== Exercise ==
Rewrite the records below, replacing "integer pixel values" with "whole-number pixel coordinates" everywhere and leaving everything else unchanged. Leave the pictures out of your answer.

* Start Provided material *

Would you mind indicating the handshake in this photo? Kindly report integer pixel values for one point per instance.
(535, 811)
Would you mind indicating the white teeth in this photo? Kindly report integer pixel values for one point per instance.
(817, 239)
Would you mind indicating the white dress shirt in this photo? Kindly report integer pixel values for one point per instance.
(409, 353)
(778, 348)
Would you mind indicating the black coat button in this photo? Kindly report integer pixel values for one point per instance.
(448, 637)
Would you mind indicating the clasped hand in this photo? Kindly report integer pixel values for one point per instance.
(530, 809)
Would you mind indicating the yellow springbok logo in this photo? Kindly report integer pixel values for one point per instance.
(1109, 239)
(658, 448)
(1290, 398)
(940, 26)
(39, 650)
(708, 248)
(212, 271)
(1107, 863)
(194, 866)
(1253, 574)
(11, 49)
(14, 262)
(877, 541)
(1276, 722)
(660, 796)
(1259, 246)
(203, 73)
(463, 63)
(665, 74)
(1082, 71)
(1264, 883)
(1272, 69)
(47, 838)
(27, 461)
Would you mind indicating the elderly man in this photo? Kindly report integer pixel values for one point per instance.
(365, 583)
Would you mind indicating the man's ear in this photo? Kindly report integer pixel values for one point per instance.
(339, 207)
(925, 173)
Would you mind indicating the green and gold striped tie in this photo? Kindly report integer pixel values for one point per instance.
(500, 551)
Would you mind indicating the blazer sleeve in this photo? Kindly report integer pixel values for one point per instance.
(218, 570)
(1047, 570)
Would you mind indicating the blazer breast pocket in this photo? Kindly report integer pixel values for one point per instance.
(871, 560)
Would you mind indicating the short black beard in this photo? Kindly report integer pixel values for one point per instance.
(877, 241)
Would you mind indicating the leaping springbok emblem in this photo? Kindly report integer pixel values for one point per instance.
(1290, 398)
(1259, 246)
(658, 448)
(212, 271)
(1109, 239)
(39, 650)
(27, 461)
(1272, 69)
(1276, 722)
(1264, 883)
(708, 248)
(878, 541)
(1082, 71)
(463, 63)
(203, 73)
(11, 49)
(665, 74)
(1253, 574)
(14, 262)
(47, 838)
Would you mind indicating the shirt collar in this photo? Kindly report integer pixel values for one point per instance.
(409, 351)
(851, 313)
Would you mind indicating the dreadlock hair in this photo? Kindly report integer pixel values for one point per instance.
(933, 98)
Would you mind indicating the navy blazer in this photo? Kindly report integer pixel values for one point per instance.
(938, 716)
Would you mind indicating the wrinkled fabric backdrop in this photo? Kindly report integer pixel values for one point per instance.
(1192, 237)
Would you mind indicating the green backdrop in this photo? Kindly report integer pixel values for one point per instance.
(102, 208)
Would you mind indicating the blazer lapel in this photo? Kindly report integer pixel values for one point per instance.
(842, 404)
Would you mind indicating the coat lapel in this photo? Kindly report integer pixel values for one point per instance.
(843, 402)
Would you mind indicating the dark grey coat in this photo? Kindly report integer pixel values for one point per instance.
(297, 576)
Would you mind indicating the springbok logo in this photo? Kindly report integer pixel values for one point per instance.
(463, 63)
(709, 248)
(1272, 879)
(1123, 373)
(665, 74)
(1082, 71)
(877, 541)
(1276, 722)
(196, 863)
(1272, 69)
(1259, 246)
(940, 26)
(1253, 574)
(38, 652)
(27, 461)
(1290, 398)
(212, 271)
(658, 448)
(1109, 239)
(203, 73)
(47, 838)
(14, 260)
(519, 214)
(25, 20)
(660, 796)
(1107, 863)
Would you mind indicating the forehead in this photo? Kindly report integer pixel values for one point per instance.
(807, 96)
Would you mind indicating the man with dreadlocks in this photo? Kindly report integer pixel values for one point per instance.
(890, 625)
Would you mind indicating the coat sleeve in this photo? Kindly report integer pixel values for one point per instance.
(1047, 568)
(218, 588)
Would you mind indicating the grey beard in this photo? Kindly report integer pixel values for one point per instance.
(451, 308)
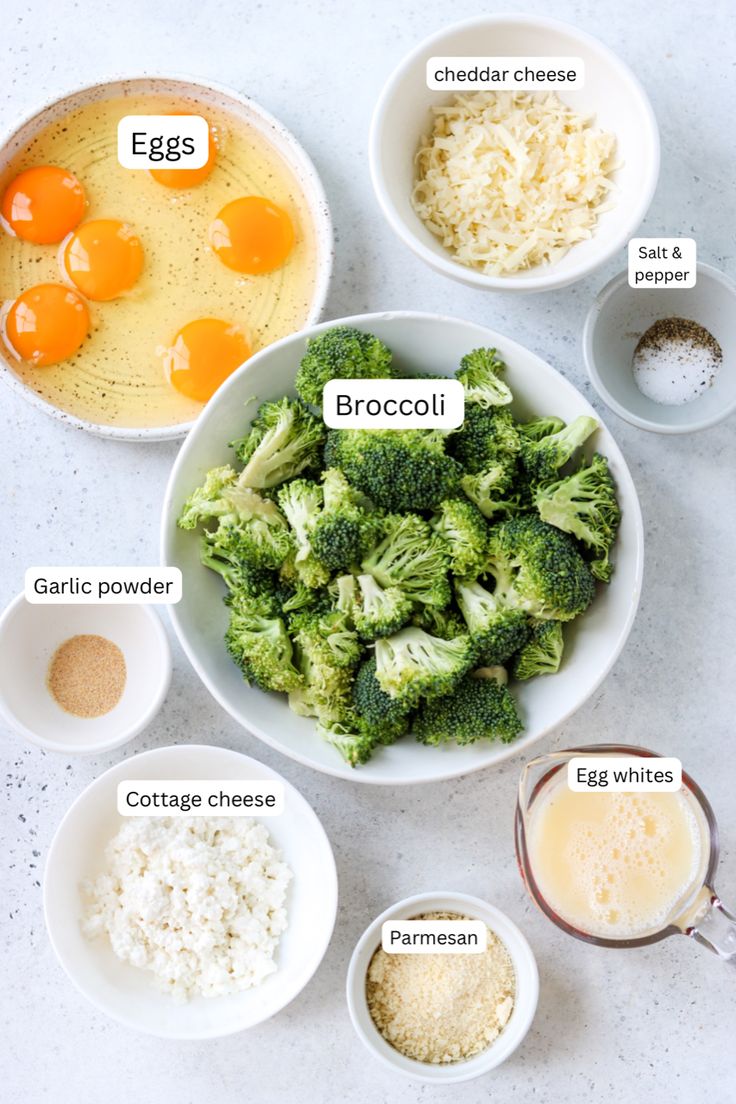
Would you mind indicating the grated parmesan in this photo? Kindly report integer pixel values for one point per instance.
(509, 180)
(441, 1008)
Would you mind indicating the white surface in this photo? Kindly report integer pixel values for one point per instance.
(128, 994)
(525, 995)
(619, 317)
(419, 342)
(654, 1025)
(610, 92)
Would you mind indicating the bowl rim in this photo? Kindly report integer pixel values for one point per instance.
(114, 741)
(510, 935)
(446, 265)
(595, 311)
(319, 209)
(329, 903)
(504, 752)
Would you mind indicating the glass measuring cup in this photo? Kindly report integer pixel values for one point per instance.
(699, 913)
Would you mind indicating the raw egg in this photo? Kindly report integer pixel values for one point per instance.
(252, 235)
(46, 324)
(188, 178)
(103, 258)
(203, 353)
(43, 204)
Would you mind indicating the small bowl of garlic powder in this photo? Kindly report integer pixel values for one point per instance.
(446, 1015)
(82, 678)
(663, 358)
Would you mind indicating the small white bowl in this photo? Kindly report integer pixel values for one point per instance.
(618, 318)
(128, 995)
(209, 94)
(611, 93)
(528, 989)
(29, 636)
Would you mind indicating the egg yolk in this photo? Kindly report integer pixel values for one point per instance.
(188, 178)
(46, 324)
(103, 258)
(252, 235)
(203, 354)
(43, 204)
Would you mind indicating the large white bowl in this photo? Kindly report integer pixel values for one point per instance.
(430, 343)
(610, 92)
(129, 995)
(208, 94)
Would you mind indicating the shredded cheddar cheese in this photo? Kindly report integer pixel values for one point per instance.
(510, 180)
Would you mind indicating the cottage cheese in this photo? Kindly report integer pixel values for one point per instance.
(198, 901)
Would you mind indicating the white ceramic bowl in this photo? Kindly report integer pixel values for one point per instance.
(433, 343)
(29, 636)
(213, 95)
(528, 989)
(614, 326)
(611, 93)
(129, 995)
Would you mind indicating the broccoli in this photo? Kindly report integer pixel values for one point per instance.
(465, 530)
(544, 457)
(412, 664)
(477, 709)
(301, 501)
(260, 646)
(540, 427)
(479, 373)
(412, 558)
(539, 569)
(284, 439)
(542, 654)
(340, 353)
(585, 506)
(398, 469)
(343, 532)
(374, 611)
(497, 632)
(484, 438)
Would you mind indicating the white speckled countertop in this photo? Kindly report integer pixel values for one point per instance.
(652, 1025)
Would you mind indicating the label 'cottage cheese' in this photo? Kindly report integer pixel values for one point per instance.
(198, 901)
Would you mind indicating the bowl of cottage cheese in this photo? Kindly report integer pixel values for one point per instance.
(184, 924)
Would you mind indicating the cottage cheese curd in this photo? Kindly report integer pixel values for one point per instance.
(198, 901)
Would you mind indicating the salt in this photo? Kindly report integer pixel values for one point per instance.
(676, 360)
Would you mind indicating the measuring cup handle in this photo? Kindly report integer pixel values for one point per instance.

* End Provided material *

== Final result ==
Would you mind indicating the handshake in this photo? Kindly report whole-number pixel coordinates for one point per instance.
(535, 811)
Would you mind indicating the white teeth in this photo? Kindly report whole-number pixel coordinates for one point per instance.
(817, 239)
Would you mind indicating the white dress shirt in this photo? Kindly report whole-number pixel coordinates for one point per instance.
(409, 353)
(778, 348)
Would you mind indicating the black coat button in this photo? Kindly report whole-number pixel coordinates for one point per instance.
(448, 637)
Would you mind indicating the clasped hand in this photo? Kindly report whole-number pixel coordinates for one point per instance.
(530, 809)
Would you mind indicating the yellow springbok logo in this photo? Kindly report whole-number pixel coordinates for one point per instance.
(1109, 239)
(658, 448)
(1290, 398)
(940, 26)
(39, 650)
(708, 248)
(212, 271)
(1107, 863)
(194, 866)
(1253, 574)
(11, 49)
(14, 262)
(877, 541)
(1276, 722)
(660, 796)
(1259, 246)
(203, 73)
(463, 63)
(665, 74)
(1082, 71)
(1264, 883)
(1272, 69)
(47, 838)
(27, 461)
Would you mind indicating the elderly man in this photo? Kindly report whole-number pixel coordinates for one point per instance.
(365, 583)
Would you mind indicating the man's ear in this photo? Kindly report whole-number pixel coordinates for one point per instance.
(339, 207)
(925, 173)
Would you mind indicating the green and gold striped tie in this photo? Kindly report whole-number pixel coordinates for one point per instance.
(500, 551)
Would you mind indicating the blazer sleeve in this photo? Kindly report whole-number pixel coordinates for one point per instance.
(218, 570)
(1047, 570)
Would you mind indicating the blazer breast pocket in this photo? Kindly report whole-number pixel coordinates for one point per instance.
(871, 560)
Would you mind indicating the short black beard in this photo? Kindly report whole-number pixel coordinates for one point per instance.
(877, 241)
Would you mind indicating the leaping springbok emblem in this photo? Kindly report whole-number pixel coordinates for one point per instance.
(1290, 398)
(1259, 246)
(658, 448)
(212, 271)
(1109, 239)
(39, 650)
(27, 461)
(1272, 69)
(1276, 722)
(1264, 883)
(708, 248)
(878, 541)
(1082, 71)
(463, 63)
(203, 73)
(11, 49)
(665, 74)
(1253, 574)
(14, 262)
(47, 838)
Would you mind indicating the shirt collar in this photo? Kindly report whole-number pixel coordinates for one point per instance.
(409, 351)
(851, 313)
Would you mind indicating the dreadlock hair in this photo? Kindly report whole-number pixel coordinates for one point per instance.
(933, 98)
Would you mind indicating the navy blazer in this photo? Kindly report whole-number pixel coordinates for one point per instance.
(938, 716)
Would you mind indicating the wrinkled fabric backdrop in this photo? Kindly report whole-number pixel coordinates for one point per instance.
(1192, 237)
Would you mind indicating the green backdrop in this photo? Kindly report whole-number pixel coordinates for one point per instance.
(102, 208)
Would you mind indicating the blazer lapel in this photo? Kindly report whole-number pixel coordinates for one point per instance.
(842, 404)
Would you mind indicating the coat lapel in this photo? Kindly report whole-number pixel coordinates for one point per instance.
(843, 402)
Would you mind indicating the dark grey coat in this photo? Kindly report whole-number pixel coordinates for one point per instance.
(297, 576)
Would you mind indicating the springbok logo in this photo? Kindly report whole-number pixel coordinates for one point per instance.
(463, 63)
(709, 248)
(1272, 879)
(1123, 373)
(665, 74)
(1082, 71)
(877, 541)
(1276, 722)
(196, 863)
(1272, 69)
(1259, 246)
(940, 26)
(1253, 574)
(38, 652)
(27, 461)
(1290, 398)
(212, 271)
(658, 448)
(1109, 239)
(203, 73)
(47, 838)
(14, 260)
(519, 214)
(25, 20)
(660, 796)
(1107, 863)
Would you mind indicating the forehead in this photo? Kindly report whole-number pixel coordinates for one point per instance.
(807, 96)
Would you mind indicating the man with dreadlocks in this photo? Kindly report whole-number pixel coordinates for one point per instance.
(890, 625)
Would you mind indicating the coat sleeve in this photo? Kindly report whole-number pixel coordinates for one point per instance.
(1047, 568)
(218, 588)
Would you mind indicating the grey beard in this photo? Kindly report whole-number pixel coordinates for one point per instance.
(451, 308)
Would you mind indicating the grated parmesan in this photo? Kindly report whole-number pixel coordinates for one point per instance.
(509, 180)
(441, 1008)
Would you mind indicating the white surface in this photo? Kindly report whole-number pixel coordinates for one point per instance.
(128, 994)
(525, 995)
(619, 317)
(419, 342)
(654, 1025)
(610, 92)
Would you mind indicating the bowl rim in this photo? Kindly report whole-number pixel coordinates for one point per instance.
(114, 741)
(510, 935)
(446, 265)
(595, 311)
(319, 209)
(329, 903)
(504, 752)
Would you mind indicating the glass measuring cup in this photo? Kindly report whole-number pixel coordinates for one point per instance.
(699, 913)
Would you mind indicating the raw egg in this photo? Kindly report whole-number pixel coordinates for one point per instance.
(252, 235)
(46, 324)
(188, 178)
(103, 258)
(203, 353)
(43, 204)
Would you mind indicating the small bowl of garlic powder in this photo? Kindly report whole-number pixel coordinates for one point per instance.
(446, 1015)
(82, 678)
(663, 358)
Would you mind indicating the small white bowl in this photo? Kindly report whole-number pixel coordinates for one point per instance.
(618, 318)
(128, 995)
(209, 94)
(611, 93)
(528, 989)
(29, 636)
Would you mind indicating the egg yolk in this photo? Kindly report whole-number pixel coordinates for one point per instance.
(188, 178)
(46, 324)
(103, 258)
(252, 235)
(203, 354)
(43, 204)
Would you mind indicating the large white bowl in this photo? Kindly report whole-number pixel coordinates for one point per instance.
(430, 343)
(610, 92)
(129, 995)
(208, 94)
Would you mind indicating the shredded cheddar cheese in this photo? Kindly report whole-number pixel coordinates for one point per instance.
(510, 180)
Would you mind indicating the cottage cheese in this photo? Kindly report whole-number pixel coordinates for one point per instance.
(198, 901)
Would you mind indicating the white ceramic bowl in this photo? Kindly report whole-number pixel coordinates for one point per instance.
(433, 343)
(29, 636)
(213, 95)
(528, 989)
(614, 326)
(611, 93)
(129, 995)
Would you mind indicating the broccoli in this photo? Kindly report whole-number pixel coordinates for one point per instance.
(465, 530)
(544, 457)
(412, 664)
(477, 709)
(301, 501)
(260, 646)
(540, 427)
(479, 373)
(412, 558)
(539, 569)
(284, 439)
(542, 654)
(340, 353)
(585, 506)
(398, 469)
(343, 532)
(374, 611)
(497, 632)
(484, 438)
Would you mind indicating the white speckled countertop in this photo? Kindly report whole-number pixel coordinates for one point per instance.
(652, 1025)
Would you mind indicating the label 'cottage cheese' in this photo? Kindly report whole-number pixel coordinates for one point per instance.
(198, 901)
Would you mind indicating the bowl of cottage cheese in this photo? Kindly report whole-number pixel coordinates for one point per instance.
(184, 924)
Would you mind indicating the cottage cheese curd in this photo? Kindly report whole-number pixel coordinates for one point per instance.
(198, 901)
Would you mind indicating the salt in this photo? Kindly report whole-number pixel coordinates for one point per instance.
(676, 360)
Would you mind indicating the measuring cup handle in this photo? Kindly report whole-number pixel coordinates for one point per instance.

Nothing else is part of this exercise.